(Excerpts from the annotation records)

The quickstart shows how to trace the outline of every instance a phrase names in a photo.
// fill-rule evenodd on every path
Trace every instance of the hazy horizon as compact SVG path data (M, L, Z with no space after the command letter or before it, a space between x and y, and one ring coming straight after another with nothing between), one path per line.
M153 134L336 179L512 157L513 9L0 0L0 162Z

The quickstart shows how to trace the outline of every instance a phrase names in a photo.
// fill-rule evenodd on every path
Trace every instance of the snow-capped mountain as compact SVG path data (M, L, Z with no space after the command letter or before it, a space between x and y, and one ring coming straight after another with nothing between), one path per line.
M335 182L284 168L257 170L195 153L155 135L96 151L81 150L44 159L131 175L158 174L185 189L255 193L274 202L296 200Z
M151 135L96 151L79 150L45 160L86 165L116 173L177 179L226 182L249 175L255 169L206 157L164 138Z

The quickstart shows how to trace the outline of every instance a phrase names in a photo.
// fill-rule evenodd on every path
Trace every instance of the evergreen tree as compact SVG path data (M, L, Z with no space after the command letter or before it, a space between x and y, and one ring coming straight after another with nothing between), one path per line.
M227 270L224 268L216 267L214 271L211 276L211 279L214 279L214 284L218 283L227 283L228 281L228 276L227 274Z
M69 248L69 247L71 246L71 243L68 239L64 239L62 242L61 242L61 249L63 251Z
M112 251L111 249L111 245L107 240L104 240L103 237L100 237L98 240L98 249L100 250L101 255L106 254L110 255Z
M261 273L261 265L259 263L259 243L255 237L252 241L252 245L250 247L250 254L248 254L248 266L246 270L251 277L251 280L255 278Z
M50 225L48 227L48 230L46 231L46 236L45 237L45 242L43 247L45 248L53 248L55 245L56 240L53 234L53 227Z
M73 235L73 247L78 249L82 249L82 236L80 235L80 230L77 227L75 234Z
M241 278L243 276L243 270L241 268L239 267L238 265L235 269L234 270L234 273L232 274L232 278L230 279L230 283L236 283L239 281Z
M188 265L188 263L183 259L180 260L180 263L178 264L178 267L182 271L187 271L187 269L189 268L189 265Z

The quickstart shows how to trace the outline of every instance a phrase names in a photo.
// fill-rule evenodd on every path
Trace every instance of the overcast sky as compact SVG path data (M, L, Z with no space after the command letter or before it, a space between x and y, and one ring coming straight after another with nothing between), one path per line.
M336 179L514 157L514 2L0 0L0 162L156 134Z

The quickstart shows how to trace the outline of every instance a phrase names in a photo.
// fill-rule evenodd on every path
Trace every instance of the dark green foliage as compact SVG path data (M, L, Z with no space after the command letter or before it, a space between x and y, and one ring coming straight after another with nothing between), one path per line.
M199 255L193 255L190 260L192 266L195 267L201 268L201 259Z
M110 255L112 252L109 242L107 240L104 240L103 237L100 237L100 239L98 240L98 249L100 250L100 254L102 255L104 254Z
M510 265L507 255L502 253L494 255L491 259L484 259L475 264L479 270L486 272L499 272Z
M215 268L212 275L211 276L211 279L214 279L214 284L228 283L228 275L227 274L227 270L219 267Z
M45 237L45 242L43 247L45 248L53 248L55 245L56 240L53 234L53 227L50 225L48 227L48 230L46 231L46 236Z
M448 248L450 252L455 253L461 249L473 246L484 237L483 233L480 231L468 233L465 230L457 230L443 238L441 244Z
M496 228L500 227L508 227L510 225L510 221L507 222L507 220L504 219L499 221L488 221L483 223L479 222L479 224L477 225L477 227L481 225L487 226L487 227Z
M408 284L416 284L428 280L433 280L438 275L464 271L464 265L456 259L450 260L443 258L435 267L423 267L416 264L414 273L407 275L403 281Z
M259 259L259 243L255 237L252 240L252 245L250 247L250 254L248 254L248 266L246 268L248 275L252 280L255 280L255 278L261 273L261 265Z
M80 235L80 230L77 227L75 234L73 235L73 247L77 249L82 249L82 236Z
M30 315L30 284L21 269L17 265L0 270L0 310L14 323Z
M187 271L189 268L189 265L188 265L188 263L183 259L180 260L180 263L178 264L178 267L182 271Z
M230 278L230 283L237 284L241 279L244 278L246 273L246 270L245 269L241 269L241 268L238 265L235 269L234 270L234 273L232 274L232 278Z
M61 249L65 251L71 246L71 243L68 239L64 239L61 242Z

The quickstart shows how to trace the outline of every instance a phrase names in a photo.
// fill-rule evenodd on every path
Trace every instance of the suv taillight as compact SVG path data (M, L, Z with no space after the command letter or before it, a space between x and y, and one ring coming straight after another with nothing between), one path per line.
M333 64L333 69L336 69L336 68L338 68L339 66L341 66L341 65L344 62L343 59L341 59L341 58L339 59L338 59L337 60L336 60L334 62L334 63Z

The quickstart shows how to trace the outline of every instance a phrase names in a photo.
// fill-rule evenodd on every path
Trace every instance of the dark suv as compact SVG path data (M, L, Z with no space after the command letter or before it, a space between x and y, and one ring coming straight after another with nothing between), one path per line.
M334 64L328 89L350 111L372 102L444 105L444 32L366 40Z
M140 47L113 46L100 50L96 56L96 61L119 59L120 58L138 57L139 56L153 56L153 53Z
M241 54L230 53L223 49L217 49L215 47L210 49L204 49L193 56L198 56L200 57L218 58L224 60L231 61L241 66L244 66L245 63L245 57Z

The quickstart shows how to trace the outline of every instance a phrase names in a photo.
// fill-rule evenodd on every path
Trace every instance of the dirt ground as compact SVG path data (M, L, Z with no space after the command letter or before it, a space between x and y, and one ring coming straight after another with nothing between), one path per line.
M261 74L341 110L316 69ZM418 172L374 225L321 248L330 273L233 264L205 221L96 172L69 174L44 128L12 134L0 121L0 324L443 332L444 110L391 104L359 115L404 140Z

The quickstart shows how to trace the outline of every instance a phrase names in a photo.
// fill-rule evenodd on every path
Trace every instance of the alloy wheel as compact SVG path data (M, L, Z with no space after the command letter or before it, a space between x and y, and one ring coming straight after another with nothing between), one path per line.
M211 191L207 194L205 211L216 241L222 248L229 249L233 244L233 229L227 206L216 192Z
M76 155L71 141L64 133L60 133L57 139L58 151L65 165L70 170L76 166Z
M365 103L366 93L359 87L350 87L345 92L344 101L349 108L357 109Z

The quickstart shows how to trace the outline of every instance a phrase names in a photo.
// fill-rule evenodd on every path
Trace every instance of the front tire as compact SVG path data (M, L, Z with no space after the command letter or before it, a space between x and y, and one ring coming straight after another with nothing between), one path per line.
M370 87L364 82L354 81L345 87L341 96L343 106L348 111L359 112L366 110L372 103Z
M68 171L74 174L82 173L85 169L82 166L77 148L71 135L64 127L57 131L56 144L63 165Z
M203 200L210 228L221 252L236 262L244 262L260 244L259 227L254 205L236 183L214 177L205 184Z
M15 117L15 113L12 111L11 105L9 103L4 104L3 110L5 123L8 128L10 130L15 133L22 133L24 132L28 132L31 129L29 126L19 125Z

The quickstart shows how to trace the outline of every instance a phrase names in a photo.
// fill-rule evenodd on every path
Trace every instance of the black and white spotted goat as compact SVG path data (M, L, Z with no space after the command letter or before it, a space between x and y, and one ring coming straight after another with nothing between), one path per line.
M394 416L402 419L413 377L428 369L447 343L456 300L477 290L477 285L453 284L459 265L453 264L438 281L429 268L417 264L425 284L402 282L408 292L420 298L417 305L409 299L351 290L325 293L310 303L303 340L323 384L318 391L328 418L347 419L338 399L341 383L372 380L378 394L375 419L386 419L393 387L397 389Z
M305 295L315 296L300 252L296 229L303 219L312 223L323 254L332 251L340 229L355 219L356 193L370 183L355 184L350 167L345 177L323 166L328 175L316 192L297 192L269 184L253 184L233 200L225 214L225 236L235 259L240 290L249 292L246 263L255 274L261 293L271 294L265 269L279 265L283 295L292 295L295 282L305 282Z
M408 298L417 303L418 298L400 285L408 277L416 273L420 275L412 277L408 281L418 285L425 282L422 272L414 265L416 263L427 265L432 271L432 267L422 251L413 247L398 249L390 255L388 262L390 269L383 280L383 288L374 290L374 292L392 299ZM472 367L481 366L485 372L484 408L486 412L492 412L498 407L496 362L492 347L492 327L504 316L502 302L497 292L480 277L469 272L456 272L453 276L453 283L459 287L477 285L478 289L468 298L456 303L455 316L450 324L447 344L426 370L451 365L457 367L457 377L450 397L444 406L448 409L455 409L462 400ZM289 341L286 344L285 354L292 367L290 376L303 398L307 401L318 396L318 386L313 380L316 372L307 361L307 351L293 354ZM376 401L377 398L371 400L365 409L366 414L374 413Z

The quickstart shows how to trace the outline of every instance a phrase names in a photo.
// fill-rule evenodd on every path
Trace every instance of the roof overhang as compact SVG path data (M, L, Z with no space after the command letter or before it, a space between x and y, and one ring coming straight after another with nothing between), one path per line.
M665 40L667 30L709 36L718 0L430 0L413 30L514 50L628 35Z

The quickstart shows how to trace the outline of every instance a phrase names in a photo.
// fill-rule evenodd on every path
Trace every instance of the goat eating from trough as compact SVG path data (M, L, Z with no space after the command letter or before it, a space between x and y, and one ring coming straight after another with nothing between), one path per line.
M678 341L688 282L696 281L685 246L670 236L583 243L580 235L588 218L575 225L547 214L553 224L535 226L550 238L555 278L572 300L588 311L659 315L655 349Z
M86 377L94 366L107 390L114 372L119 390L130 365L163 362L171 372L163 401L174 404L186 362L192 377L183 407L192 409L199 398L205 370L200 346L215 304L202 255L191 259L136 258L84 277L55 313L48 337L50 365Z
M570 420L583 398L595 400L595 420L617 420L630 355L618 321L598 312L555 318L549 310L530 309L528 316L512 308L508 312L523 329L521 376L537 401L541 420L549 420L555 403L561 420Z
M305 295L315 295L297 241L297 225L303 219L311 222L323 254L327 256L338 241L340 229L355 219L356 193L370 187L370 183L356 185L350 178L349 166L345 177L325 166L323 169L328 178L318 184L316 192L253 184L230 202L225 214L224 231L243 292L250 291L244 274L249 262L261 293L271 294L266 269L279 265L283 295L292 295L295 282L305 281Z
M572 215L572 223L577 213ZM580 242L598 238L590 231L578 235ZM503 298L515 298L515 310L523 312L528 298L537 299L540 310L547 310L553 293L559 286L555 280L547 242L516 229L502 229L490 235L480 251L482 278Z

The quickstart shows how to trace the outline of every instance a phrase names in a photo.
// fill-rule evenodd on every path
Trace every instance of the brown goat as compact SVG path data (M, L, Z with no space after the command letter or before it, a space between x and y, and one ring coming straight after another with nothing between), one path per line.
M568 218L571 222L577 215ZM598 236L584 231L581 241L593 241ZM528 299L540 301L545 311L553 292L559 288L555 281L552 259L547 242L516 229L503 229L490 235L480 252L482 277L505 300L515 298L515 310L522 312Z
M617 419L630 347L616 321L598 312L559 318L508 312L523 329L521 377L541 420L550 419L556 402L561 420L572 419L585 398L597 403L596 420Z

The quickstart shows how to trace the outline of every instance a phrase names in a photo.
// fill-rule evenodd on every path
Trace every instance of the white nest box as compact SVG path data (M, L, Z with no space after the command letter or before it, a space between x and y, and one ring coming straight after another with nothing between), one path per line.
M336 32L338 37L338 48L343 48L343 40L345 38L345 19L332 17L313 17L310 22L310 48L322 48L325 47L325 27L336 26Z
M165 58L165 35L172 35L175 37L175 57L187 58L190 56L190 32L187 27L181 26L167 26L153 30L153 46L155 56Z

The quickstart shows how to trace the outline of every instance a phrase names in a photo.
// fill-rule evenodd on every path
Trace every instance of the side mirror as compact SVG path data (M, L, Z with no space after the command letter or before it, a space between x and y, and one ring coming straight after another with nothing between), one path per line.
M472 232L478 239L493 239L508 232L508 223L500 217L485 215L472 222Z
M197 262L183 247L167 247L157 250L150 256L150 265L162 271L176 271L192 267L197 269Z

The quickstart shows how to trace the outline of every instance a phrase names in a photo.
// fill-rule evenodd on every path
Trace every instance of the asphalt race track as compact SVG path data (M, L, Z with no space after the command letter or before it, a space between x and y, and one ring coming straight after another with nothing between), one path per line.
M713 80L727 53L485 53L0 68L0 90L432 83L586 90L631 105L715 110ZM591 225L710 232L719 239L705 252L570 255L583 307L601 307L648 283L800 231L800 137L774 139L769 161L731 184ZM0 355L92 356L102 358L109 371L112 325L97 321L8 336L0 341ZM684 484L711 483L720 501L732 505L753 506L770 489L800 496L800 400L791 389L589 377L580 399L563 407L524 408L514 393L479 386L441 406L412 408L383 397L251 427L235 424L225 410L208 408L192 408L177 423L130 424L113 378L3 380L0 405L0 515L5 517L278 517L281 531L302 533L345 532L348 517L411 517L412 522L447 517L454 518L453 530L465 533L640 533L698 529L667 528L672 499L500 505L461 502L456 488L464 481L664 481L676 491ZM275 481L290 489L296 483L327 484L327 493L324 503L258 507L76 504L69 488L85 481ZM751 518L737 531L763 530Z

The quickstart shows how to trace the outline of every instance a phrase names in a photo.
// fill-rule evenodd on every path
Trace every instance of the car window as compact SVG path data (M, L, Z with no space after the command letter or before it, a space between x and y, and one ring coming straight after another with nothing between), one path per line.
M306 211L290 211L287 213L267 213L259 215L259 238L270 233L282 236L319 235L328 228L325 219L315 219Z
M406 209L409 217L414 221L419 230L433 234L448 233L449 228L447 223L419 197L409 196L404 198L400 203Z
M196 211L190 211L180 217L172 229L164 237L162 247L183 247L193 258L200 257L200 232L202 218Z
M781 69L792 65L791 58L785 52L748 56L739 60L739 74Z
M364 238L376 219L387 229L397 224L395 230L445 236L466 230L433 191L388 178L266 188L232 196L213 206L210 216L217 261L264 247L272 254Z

Task statement:
Filter the listing above, keeping only the lines that contain the string "roof", and reproduce each of those lines in full.

Completed task:
Trace every instance of the roof overhang as compact SVG path data (M, L, Z with no space after the command letter or before it, a space between x and y, and one ring coming straight after another with nothing between), one path per line.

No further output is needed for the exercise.